## OBJECTIF 1
Dans les enregistrements, ajoutez -59 à chaque coordonnée donnée en réponse, de la ligne contenant « Batch annotation spec — target class: yellow » jusqu'à la ligne contenant « 0,213,540,359 » incluse. Redonnez toutes ces lignes en entier, où seules ces coordonnées changent.
----- TEXTE SOURCE -----
Bon j’avoue, cela faisait presque six mois que j’attendais cet atelier. J’avais déjà été bien séchée par l’intervention d’une heure de Magali Jacquemin qui était venue présenter son bouquin1 au congrès de l’ICEM.
Le plus bluffant c’est sa capacité à donner un tel sens politique à sa pédagogie, je veux dire à faire vivre ce sens politique concrètement dans sa classe et à emmener ses élèves de REP+ du nord de Paris à un tel degré d’exigence dans leurs apprentissages et leurs productions, notamment dans sa matière de prédilection : l’histoire
Il faut dire qu’elle a un doctorat en histoire, ce qui lui fait une belle corde à son arc !
Je n’étais pas la seule à avoir envie d’approfondir son travail, et nous — à l’ICEM 69 — l’avons donc invitée à une journée de travail. Au programme : les fictions historiques et une réflexion sur la constitution de dossiers documentaires — historiques of course !
Ce n’est pas une méthode c’est un changement de paradigme
« Ici nous chercherons à montrer comment l’enseignement de l’histoire, tourné vers la pratique sociale de référence qu’est le métier d’historien·nes, peut être source d’émancipation individuelle et collective pour les enfants, c’est-à-dire source de découverte de soi, de libération et de transformation »
M. Jacquemin, des élèves à la conquête du passé, p.10
Ce que Magali propose n’est pas une méthode toute faite avec une série de séance à recopier, non. C’est une approche globale de l’histoire : ce n’est pas lire des documents, les comprendre en répondant à des questions, ce n’est pas non plus faire des exposés, c’est aller plus loin : devenir soi-même historien·nes, à son niveau d’enfants de 9- 10 ans.
C’est être mis en contact avec des sources primaires, ou avec des écrits d’historien·nes : apprendre à observer, à faire des hypothèses, à confronter des documents pour construire un savoir historique nouveau.
Voilà donc pourquoi cette pédagogie est émancipatrice : s’approprier des documents, construire du savoir collectivement, exercer son esprit critique, devenir auteur·rice de son propre savoir.
« Ainsi, l’histoire devient émancipatrice d’abord parce que, pratiquée hors des dogmes qui voudraient qu’elle produise un récit lisse et uniforme, elle permet à chacun·e de s’y inclure, de la faire sienne et de considérer qu’elle est source d’esprit critique sur le monde tel qu’il va »
-----
## OBJECTIF 2
Rédigez la suite du texte sur l'enseignement émancipateur de l'histoire, à partir de l'endroit où il s'arrête.
----- MATÉRIEL FOURNI -----
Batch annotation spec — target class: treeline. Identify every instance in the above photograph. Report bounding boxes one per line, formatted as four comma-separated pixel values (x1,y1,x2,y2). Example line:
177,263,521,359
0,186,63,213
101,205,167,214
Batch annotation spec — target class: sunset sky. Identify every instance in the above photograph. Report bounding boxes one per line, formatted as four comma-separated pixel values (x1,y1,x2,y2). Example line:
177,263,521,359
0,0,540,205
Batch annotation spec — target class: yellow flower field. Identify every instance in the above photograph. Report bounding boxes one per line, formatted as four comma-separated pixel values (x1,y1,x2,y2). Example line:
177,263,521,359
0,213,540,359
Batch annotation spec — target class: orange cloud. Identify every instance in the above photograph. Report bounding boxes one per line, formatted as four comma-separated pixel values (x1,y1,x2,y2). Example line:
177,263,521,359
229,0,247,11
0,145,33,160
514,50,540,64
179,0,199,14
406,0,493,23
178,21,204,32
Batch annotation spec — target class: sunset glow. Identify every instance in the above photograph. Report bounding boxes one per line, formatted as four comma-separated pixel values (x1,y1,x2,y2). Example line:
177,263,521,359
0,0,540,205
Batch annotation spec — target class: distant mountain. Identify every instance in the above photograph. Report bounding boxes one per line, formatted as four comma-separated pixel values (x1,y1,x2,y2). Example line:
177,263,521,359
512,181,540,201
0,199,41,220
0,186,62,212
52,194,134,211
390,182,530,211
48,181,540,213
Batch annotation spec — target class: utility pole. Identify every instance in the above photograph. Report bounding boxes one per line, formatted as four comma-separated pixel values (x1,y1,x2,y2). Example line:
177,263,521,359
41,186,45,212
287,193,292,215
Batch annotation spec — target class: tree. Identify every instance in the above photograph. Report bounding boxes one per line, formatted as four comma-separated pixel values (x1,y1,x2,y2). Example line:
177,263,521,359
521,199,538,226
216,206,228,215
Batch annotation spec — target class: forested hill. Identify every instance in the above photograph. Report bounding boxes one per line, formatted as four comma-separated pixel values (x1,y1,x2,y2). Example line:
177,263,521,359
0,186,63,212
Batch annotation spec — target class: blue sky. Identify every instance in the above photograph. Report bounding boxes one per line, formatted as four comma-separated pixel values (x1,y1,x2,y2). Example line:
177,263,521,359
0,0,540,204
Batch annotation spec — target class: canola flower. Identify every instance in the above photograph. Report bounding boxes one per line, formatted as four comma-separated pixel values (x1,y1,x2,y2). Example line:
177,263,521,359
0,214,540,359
-----
## RÉPONSE 1
Batch annotation spec — target class: yellow flower field. Identify every instance in the above photograph. Report bounding boxes one per line, formatted as four comma-separated pixel values (x1,y1,x2,y2). Example line:
177,263,521,359
-59,154,481,300

## RÉPONSE 2
magali jacquemin, ibid, p.183
L’histoire par nécessité
Mais partir d’où ? Partir du désir et de l’envie des enfants… Bon, ça, en pédagogie Freinet, c’est la base : la classe promenade pour découvrir son milieu et se poser des questions est un prétexte à chercher, trouver des réponses, communiquer avec les parents, le quartier…
Magali raconte tout cela dans son livre, mais aujourd’hui elle vient approfondir spécifiquement l’écriture de fictions historiques.
Le point de départ : une courte histoire ou un journal intime2 lu aux enfants.
À partir d’un processus d’identification, en s’attachant aux personnages fictifs qu’ils rencontrent, les enfants vont se poser des questions et chercher à découvrir une époque, une manière de vivre, un contexte politique, et ce, pour pouvoir écrire l’histoire de leurs personnages historiques.
Bien sûr, il faut qu’il puisse y avoir identification, et ce sont donc de petits récits fictifs (ou non) parlant de la vie d’un enfant à une période donnée qui sont proposés à la classe. On va d’abord travailler avec les enfants les différents types de ressorts d’une fiction historique à travers le texte proposé.
On va leur demander de chercher deux types d’indices dans le texte :
- « Quelles techniques a utilisé l’auteur·rice pour que vous vous mettiez à la place de l’héroïne ? Qu’est-ce qui vous touche, qui vous permet de vous identifier ? » (Par exemple l’utilisation du « je », la description des émotions, des sensations, des pensées intimes…)
- « Comment l’auteur·rice vous a-t-elle fait comprendre le contexte historique ? » (à travers le lexique, les formes du langage, des précisions sur la vie de l’époque….)
La production d’écrits comme prétexte pour faire de l’histoire
Une fois ce travail en collectif terminé, c’est le moment du travail individuel :
« Vous allez vous mettre à la place du personnage et écrire la suite de cette histoire. »
Dans la classe de Magali, les enfants pratiquent déjà le texte libre et ont l’habitude d’un travail ritualisé autour de l’écrit. C’est peut-être un préalable à penser avant de commencer.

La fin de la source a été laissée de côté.